(EXERCISE PROMPT): Pick the lines holding the string "wall" out of the records and copy them.
-------- RECORDS FOR THIS TASK
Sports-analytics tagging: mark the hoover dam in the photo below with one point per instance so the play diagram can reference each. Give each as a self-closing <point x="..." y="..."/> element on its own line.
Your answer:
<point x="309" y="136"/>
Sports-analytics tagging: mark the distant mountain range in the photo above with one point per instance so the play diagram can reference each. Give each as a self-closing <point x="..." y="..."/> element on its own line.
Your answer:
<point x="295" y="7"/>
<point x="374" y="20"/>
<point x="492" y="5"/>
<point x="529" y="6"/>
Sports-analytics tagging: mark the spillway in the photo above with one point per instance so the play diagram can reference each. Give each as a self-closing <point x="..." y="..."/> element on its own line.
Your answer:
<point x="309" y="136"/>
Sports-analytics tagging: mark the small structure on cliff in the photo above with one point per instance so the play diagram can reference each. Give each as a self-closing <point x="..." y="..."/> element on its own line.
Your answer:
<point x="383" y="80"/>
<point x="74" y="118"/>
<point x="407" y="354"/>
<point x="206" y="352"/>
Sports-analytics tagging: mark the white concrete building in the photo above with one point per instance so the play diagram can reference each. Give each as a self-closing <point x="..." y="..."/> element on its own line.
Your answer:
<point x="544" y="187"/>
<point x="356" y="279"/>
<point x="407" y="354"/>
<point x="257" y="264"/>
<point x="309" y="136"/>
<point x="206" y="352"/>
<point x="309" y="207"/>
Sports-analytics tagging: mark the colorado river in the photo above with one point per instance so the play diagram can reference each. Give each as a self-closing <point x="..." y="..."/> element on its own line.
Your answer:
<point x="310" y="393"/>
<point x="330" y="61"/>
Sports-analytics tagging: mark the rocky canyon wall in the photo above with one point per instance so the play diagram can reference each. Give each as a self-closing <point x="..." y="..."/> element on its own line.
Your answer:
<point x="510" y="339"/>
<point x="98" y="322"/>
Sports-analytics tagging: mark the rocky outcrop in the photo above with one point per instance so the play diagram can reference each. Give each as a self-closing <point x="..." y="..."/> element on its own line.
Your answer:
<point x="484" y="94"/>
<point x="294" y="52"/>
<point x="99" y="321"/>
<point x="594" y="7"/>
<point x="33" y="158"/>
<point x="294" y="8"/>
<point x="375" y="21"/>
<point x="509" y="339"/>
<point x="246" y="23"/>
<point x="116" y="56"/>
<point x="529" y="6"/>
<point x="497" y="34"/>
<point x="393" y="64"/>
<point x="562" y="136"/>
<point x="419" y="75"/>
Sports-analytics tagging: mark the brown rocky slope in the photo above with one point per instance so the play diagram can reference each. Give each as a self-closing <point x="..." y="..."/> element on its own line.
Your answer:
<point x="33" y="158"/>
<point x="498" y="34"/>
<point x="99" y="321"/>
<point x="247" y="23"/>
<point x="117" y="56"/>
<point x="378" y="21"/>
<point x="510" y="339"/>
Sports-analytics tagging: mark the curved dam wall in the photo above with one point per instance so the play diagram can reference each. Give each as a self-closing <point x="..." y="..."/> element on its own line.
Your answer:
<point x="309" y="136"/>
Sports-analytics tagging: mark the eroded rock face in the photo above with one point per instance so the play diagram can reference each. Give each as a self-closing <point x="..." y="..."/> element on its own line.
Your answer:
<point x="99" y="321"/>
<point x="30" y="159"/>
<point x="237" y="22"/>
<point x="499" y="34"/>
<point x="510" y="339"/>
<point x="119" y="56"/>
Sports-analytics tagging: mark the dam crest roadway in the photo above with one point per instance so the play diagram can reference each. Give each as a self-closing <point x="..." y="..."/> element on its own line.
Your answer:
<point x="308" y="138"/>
----------------
(ANSWER TO THIS PROBLEM):
Sports-analytics tagging: mark the rocky canyon wall in the photo above with one point per instance so the play diagram can reference each. Give each as a self-closing <point x="..." y="..."/> element on its own line.
Sports-analytics tagging: mark the curved dam wall in the photo above with one point per instance so the play diagram can reference each. Give each as a self-closing <point x="..." y="..."/> element on its own line.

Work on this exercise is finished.